● Your goal
Which lines of the data listing below contain the word "task"? Gather and copy every one of them.

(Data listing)
※ ※ ※

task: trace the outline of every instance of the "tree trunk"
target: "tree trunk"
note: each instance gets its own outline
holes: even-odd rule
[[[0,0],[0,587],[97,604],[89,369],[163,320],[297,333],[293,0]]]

※ ※ ※

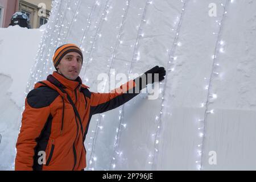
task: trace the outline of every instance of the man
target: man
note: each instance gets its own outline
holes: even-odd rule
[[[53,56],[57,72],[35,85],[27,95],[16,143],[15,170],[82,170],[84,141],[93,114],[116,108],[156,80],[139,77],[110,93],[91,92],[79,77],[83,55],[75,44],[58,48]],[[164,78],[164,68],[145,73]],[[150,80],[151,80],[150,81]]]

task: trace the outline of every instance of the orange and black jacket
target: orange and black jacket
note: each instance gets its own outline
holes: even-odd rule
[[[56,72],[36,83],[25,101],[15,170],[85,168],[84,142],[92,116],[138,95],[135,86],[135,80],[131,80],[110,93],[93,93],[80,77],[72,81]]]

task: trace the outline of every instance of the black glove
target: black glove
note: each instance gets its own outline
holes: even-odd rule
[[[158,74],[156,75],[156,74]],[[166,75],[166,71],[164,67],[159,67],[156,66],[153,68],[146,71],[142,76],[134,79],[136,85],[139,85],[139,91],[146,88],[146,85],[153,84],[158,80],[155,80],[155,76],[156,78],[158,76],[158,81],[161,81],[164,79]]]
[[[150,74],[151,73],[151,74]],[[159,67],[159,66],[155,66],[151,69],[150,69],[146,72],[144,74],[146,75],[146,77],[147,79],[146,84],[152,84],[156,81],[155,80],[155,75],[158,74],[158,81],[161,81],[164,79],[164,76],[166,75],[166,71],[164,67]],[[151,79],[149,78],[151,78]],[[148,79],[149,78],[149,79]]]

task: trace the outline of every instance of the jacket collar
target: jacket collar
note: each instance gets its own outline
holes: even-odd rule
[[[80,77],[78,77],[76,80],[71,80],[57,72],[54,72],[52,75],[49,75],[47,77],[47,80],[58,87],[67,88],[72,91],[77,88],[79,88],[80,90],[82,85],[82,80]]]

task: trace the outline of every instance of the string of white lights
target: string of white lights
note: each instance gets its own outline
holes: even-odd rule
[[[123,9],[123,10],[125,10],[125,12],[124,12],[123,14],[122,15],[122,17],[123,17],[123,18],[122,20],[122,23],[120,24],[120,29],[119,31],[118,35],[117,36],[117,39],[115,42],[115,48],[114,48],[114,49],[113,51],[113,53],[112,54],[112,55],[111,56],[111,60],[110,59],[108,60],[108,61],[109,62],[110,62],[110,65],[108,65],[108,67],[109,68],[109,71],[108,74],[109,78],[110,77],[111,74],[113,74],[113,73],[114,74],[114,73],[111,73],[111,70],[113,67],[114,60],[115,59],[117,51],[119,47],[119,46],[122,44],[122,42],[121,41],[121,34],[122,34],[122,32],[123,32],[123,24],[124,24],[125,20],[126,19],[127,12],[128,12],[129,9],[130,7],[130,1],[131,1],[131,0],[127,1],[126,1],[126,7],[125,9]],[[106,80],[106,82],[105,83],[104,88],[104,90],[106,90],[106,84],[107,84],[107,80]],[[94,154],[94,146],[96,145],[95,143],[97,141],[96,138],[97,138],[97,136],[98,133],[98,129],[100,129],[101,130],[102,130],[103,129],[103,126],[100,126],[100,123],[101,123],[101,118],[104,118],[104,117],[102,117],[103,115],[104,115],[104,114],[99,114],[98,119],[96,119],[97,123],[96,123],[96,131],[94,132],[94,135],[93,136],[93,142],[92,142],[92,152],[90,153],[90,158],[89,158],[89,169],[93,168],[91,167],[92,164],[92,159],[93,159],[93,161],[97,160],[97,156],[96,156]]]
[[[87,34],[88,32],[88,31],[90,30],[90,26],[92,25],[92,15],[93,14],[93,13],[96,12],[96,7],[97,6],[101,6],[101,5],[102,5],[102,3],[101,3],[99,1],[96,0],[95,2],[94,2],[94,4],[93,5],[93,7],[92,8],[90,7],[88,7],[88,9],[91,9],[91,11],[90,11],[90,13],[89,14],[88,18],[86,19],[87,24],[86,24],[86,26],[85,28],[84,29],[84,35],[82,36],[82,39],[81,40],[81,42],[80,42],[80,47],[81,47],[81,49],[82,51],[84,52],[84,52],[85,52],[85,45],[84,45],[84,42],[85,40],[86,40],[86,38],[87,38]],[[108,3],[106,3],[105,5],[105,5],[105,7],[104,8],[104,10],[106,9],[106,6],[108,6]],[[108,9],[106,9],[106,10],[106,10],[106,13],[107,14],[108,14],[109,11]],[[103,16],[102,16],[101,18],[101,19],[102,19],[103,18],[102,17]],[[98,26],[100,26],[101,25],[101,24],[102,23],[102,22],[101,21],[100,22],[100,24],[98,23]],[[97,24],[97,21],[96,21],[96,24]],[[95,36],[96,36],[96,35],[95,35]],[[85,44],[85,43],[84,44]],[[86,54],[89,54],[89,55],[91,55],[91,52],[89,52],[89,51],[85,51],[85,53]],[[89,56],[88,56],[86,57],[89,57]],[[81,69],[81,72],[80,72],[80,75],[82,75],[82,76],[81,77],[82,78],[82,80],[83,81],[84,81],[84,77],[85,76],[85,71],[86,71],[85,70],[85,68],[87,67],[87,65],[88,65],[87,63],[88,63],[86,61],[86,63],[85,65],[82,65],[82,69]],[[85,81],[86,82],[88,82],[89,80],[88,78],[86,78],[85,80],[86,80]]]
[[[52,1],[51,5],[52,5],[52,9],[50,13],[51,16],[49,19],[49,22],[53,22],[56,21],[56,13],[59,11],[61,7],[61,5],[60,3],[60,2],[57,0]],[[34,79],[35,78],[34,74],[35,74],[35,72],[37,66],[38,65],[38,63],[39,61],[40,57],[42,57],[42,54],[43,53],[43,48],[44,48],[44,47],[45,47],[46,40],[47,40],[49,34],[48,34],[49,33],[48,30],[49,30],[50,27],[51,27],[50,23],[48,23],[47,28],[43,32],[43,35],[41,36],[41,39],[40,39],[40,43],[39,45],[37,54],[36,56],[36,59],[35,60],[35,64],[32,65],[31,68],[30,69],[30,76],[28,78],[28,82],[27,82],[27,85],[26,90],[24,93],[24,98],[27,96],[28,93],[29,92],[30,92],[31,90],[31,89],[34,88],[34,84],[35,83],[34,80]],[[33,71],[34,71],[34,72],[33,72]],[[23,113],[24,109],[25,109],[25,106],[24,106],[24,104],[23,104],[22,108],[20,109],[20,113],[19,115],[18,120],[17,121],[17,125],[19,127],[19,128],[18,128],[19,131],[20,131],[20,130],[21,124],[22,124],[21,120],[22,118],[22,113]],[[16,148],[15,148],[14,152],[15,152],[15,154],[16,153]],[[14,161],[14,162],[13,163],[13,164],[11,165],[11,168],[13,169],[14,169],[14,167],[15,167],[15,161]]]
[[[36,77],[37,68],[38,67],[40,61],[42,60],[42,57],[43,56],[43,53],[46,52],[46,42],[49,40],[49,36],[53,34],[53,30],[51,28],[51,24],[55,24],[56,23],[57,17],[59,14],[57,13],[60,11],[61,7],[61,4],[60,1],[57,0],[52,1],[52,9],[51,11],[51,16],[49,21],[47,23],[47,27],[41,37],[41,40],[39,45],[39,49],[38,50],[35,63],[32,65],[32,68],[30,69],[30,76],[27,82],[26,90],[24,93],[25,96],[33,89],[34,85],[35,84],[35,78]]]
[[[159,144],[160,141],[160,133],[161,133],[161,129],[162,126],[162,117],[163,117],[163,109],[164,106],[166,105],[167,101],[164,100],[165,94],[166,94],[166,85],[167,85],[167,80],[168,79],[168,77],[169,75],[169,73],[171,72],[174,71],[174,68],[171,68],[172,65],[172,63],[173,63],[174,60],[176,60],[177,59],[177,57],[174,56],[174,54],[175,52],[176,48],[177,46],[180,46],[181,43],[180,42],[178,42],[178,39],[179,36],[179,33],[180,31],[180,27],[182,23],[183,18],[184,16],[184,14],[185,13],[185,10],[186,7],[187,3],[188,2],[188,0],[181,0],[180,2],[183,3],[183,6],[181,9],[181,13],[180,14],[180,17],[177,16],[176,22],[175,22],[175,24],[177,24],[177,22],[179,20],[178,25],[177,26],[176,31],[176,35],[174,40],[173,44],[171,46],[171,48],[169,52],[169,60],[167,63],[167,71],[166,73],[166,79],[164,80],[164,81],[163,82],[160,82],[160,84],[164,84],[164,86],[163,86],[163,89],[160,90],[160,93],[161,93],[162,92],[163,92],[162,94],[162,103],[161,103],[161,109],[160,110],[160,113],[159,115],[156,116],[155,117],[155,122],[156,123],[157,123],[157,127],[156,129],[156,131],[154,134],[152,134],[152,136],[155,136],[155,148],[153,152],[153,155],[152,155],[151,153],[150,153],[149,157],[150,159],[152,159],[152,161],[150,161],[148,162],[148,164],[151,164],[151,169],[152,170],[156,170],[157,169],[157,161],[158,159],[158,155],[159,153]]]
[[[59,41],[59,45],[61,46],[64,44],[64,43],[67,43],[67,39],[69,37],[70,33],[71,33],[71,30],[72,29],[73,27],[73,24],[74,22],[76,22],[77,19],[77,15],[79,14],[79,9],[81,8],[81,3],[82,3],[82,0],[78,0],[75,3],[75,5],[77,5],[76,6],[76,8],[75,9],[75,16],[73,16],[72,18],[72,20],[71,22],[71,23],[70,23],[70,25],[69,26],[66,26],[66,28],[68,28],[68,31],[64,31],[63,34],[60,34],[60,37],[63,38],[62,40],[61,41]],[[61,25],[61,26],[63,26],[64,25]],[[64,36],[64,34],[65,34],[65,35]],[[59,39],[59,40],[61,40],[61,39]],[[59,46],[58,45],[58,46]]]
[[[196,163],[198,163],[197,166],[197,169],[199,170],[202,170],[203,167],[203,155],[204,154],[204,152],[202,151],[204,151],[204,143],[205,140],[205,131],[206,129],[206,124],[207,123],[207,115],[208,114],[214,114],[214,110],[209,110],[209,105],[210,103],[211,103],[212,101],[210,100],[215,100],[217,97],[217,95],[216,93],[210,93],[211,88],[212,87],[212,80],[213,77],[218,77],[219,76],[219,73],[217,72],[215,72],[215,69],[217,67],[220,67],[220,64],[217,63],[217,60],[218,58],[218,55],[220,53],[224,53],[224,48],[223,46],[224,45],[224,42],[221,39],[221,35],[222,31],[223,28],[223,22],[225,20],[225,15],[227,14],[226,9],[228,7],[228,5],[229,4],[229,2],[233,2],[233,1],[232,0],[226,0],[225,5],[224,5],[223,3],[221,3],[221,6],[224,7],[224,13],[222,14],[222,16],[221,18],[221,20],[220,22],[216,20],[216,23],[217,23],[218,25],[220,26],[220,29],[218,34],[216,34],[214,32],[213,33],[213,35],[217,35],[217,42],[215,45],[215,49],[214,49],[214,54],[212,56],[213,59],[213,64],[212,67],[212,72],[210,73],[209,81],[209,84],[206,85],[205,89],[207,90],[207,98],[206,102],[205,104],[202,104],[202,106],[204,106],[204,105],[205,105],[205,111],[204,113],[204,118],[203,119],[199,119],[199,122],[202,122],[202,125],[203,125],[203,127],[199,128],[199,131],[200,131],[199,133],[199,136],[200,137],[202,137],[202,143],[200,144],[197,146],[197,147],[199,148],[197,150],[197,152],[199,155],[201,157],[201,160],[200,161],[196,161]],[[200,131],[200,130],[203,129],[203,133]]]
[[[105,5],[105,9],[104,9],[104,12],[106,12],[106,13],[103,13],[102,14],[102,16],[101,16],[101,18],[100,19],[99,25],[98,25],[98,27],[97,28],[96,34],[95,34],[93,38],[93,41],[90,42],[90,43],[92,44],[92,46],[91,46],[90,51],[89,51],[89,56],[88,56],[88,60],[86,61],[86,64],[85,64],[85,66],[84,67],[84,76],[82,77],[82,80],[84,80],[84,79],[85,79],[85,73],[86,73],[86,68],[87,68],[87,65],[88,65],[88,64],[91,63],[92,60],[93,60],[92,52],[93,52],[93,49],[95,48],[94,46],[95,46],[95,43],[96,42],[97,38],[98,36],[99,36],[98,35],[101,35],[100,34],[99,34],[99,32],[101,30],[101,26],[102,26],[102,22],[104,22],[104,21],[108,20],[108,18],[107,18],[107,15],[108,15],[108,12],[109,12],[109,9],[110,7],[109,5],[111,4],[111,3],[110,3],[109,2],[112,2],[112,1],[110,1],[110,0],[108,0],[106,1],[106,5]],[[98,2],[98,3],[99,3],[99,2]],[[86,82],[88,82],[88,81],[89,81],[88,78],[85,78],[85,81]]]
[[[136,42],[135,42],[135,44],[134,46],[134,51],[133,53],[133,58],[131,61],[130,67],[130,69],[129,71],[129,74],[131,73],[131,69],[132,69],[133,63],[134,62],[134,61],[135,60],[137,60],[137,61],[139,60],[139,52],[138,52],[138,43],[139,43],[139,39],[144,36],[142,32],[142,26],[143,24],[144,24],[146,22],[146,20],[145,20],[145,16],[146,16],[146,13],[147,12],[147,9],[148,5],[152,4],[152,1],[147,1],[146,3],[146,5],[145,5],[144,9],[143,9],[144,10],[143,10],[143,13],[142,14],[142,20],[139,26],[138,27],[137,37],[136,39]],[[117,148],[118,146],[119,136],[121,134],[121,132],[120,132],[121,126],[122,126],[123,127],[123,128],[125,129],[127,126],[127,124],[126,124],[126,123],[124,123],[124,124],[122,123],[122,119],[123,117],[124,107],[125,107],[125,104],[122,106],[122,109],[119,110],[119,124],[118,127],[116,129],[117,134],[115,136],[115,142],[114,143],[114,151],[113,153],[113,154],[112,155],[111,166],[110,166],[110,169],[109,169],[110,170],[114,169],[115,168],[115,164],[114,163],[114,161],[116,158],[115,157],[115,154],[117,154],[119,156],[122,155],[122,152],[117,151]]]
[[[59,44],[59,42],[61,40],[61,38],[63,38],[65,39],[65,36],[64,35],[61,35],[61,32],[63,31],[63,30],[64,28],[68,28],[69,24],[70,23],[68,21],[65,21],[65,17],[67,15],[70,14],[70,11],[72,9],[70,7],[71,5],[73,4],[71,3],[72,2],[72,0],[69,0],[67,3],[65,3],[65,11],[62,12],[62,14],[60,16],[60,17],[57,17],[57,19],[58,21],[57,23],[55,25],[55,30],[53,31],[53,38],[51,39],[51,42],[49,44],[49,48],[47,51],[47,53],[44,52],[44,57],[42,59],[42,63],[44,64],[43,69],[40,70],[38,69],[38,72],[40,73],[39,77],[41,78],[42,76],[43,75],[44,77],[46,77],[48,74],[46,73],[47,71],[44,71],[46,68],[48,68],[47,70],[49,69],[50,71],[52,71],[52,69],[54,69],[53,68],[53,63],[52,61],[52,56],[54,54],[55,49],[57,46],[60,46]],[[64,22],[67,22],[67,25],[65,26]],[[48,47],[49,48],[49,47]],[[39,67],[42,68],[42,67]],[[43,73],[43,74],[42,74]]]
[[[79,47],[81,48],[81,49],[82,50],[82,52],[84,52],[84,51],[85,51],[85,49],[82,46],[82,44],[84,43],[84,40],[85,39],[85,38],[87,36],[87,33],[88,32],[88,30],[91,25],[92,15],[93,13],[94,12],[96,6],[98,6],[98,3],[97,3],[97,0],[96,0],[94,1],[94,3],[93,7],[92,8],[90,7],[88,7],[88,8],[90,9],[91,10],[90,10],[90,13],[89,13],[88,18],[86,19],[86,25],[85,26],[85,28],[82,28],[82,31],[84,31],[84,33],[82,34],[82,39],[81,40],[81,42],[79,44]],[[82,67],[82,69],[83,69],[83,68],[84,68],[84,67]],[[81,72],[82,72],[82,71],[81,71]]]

※ ※ ※

● Expected answer
task: trace the outline of every instance of the "tree trunk"
task: trace the outline of every instance of the man
task: trace the outline of every instance of the orange and black jacket
task: trace the outline of every instance of the black glove
task: trace the outline of every instance of the jacket collar
task: trace the outline of every instance of the string of white lights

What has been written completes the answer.